Supplied text:
····················
Work on the current FCVs will be finished.
According to a report from Stuttgart, Mercedes-Benz parent company Daimler has retreated from hydrogen fuel cells developments, instead choosing to focus strictly on all-electric and plug-in hybrid cars as the future core alternative technology. The company will still continue some FCV projects in development, such as the plug-in GLC SUV (as shown in the attached gallery), which is scheduled for 2017/2018, but will do so only in a small scale, and with fleet operators.
“At an automotive congress in Stuttgart Daimler CEO Dieter Zetsche said the fuel cell is no longer playing a central role for the company. Though Daimler still is in possession of leading-edge fuel cell technology, the edge of this technology over the battery-electric approach is dwindling, Zetsche said.”
The reason of abandoning of the hydrogen is pretty simple. The advantage of longer range (than battery electric cars) and short refuelling time is dwindling.
····················
Referring expression data based on photos:
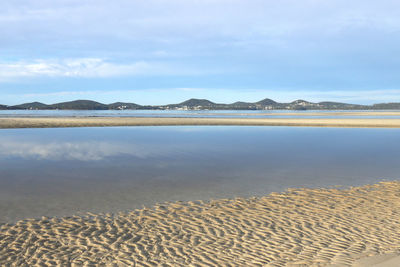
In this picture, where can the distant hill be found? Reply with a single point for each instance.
(80, 105)
(386, 106)
(33, 105)
(204, 104)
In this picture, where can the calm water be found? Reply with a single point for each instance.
(190, 113)
(65, 171)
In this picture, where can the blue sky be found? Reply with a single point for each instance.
(165, 51)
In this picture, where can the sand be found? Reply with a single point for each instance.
(134, 121)
(358, 226)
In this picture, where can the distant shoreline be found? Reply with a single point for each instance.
(55, 122)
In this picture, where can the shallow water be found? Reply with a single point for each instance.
(358, 114)
(64, 171)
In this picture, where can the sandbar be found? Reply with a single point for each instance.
(51, 122)
(299, 227)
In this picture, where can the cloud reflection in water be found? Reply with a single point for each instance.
(80, 150)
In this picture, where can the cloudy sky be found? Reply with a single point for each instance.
(165, 51)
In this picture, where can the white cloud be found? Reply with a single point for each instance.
(86, 68)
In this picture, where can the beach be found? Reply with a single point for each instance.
(357, 226)
(52, 122)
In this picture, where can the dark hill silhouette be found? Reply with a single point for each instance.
(199, 104)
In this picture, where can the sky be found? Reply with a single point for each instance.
(166, 51)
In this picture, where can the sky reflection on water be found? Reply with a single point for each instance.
(70, 170)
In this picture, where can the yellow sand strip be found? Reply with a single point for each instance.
(302, 227)
(120, 121)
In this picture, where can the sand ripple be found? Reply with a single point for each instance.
(301, 227)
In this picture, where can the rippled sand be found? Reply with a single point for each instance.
(132, 121)
(301, 227)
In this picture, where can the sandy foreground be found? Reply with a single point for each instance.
(135, 121)
(359, 226)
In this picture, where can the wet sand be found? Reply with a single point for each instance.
(50, 122)
(358, 226)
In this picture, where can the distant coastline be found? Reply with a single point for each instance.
(203, 104)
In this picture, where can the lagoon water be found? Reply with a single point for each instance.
(356, 114)
(65, 171)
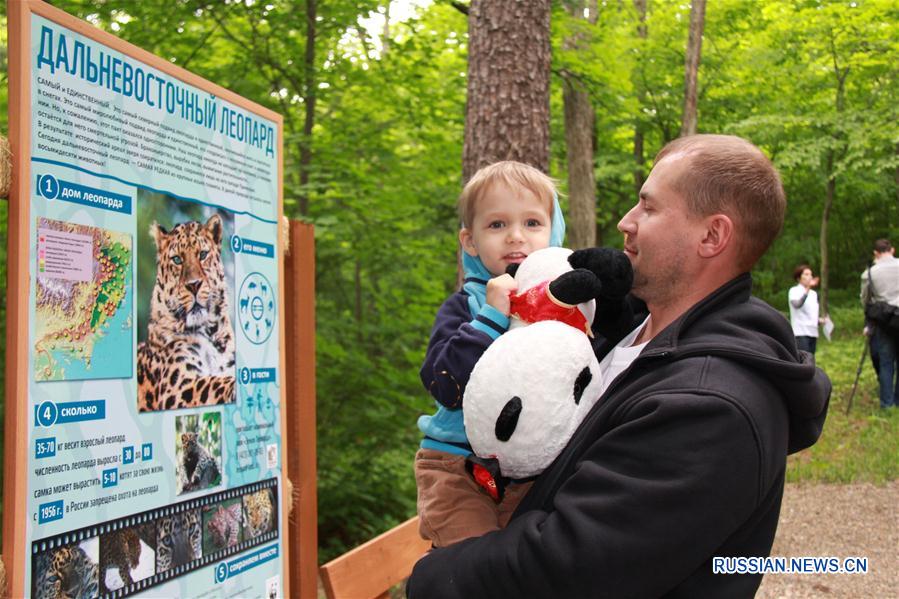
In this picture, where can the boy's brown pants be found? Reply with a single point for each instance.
(451, 505)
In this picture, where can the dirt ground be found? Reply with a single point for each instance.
(858, 520)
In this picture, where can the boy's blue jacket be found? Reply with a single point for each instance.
(463, 329)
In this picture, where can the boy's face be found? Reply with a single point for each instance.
(507, 226)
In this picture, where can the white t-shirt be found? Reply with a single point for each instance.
(617, 360)
(804, 319)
····················
Work request: Print the portion of the article on Daimler's fuel cell plans from "According to a" to "with fleet operators.". Work only from the article on Daimler's fuel cell plans, not from the entries.

Solution:
According to a report from Stuttgart, Mercedes-Benz parent company Daimler has retreated from hydrogen fuel cells developments, instead choosing to focus strictly on all-electric and plug-in hybrid cars as the future core alternative technology. The company will still continue some FCV projects in development, such as the plug-in GLC SUV (as shown in the attached gallery), which is scheduled for 2017/2018, but will do so only in a small scale, and with fleet operators.